■ Problem to solve
In the entries below, find the line containing "Target: locomotive headlight" and the line containing "Target: overcast sky". Copy those two lines and everything between them exactly, and only that.

Information given Block Start

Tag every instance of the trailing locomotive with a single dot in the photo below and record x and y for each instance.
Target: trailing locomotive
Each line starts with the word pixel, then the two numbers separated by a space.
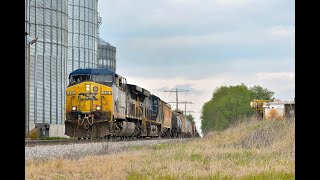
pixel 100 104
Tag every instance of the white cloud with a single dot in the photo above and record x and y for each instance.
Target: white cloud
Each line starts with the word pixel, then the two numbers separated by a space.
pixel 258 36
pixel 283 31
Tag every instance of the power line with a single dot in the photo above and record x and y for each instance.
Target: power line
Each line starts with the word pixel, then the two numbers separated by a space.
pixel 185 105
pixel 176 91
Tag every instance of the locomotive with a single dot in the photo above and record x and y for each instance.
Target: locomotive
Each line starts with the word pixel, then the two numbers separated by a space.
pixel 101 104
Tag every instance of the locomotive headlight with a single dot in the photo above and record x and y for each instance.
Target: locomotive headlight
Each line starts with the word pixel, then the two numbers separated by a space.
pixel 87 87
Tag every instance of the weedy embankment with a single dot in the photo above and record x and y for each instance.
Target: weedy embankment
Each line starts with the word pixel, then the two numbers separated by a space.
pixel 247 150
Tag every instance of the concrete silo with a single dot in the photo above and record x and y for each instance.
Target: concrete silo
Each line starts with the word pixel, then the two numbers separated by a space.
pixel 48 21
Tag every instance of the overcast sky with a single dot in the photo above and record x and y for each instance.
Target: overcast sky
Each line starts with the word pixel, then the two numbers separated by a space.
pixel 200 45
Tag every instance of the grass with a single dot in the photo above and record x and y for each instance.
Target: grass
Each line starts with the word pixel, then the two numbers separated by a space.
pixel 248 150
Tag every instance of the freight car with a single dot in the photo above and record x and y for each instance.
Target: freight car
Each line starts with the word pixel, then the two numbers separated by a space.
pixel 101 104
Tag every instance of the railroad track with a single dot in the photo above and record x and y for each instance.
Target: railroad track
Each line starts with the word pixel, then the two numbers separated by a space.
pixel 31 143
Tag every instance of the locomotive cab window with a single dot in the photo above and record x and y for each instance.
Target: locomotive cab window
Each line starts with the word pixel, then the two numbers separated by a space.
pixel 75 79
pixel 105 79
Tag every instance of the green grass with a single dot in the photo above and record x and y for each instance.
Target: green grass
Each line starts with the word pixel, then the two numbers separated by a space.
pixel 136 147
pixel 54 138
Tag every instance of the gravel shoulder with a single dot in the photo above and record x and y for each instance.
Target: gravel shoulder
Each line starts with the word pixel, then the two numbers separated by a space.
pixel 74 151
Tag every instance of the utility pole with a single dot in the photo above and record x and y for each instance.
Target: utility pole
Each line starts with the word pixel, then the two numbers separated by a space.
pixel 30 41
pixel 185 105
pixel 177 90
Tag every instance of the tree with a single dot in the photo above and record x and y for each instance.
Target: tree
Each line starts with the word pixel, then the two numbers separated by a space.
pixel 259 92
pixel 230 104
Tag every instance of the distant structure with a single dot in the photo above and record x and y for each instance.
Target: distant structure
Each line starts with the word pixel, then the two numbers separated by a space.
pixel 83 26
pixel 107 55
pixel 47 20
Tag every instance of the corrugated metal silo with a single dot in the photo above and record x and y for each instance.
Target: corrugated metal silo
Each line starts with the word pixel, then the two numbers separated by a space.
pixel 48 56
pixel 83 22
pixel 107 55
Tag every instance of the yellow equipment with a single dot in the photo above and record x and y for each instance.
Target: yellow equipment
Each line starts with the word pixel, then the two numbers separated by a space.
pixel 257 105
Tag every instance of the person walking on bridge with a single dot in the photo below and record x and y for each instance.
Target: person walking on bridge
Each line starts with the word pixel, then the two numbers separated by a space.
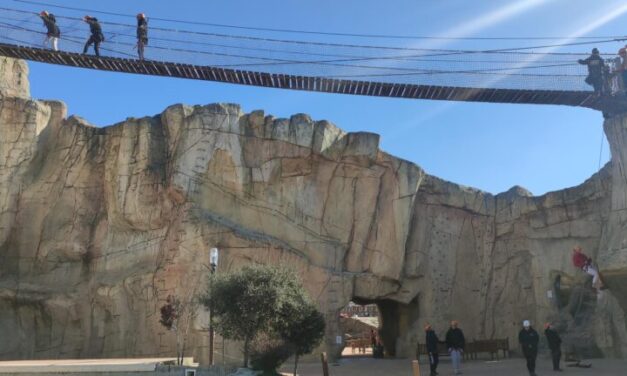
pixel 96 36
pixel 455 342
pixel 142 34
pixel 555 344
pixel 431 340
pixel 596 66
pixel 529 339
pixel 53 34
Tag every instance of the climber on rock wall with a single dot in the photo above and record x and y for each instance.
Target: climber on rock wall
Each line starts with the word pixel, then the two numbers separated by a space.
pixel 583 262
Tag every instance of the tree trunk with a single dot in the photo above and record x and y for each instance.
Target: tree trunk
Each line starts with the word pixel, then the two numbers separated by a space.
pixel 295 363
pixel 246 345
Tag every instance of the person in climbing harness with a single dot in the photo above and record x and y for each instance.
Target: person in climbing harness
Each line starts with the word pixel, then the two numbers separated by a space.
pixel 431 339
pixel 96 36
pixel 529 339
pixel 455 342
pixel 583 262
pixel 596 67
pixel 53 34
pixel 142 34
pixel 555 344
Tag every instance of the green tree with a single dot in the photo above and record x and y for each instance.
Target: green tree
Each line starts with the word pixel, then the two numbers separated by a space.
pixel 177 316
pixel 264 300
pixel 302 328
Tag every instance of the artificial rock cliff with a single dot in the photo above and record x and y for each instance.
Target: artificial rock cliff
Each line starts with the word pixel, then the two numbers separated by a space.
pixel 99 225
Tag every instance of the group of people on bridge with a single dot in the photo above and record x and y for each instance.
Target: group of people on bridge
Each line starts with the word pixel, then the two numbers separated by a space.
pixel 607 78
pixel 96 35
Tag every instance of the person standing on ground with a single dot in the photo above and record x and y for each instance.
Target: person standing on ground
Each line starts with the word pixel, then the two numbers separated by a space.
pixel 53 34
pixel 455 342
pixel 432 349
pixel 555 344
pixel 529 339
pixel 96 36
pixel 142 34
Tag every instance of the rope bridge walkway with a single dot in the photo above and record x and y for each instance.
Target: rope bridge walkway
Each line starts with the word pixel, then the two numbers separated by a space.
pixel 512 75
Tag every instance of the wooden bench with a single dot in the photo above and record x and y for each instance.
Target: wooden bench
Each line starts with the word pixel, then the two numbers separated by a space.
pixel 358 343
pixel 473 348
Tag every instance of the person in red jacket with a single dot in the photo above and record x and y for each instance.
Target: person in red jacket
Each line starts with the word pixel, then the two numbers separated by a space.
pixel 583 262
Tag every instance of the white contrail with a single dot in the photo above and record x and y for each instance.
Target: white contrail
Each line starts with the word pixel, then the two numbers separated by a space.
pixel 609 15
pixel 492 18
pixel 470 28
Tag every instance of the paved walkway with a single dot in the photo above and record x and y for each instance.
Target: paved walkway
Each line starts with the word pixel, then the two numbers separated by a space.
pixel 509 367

Information given Block End
Information given Block Start

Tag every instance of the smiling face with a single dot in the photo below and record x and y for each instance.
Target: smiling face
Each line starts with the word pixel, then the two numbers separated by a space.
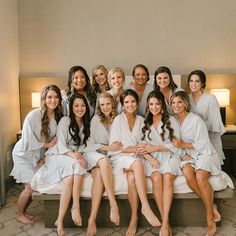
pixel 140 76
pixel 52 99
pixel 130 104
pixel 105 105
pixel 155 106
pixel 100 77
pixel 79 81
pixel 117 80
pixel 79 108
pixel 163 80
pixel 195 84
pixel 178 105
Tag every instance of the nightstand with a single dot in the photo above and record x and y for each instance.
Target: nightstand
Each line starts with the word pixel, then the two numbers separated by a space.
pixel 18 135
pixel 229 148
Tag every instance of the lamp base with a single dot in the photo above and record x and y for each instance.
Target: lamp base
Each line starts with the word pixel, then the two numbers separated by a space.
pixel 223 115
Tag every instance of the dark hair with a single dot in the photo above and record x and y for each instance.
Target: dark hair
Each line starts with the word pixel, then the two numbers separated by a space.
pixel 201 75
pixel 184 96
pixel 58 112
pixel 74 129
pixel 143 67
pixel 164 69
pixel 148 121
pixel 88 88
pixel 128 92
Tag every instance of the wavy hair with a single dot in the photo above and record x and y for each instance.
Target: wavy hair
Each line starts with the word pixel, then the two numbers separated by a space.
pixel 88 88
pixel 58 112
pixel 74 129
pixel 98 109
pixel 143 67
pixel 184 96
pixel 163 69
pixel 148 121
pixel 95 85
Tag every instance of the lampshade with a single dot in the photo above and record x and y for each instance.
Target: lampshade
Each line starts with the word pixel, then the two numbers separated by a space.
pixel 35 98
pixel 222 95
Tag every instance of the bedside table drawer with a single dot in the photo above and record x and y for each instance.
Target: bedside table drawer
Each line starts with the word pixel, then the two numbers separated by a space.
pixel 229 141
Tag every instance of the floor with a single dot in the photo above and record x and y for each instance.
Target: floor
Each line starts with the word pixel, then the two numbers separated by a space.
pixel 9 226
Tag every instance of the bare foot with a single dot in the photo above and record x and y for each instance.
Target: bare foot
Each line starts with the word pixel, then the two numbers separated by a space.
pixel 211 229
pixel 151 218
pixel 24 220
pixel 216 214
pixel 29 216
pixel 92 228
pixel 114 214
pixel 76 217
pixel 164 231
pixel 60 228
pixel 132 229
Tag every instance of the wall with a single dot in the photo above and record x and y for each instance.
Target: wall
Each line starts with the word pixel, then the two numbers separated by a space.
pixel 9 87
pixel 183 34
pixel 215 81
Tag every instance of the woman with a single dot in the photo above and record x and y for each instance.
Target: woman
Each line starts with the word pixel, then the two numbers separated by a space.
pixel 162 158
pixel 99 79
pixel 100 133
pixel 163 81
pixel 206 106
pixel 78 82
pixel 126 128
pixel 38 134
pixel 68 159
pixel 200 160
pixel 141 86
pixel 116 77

Information given Block End

■ Your response
Target: locomotive headlight
Each line starts with the word pixel, then the two numbers separated by a space.
pixel 87 87
Tag every instance of the weedy embankment with a single dot in the photo above and record x and y for each instance.
Target: weedy embankment
Each line starts with the word pixel, then the two numbers separated by a space.
pixel 247 150
Tag every instance of the concrete silo with a single dot in the photo above and record x and y for each instance.
Target: concrete silo
Each line starts with the word pixel, then the two numbers separated by a space.
pixel 48 21
Tag every instance of the overcast sky with a single dot in the photo above and record x and y for each instance.
Target: overcast sky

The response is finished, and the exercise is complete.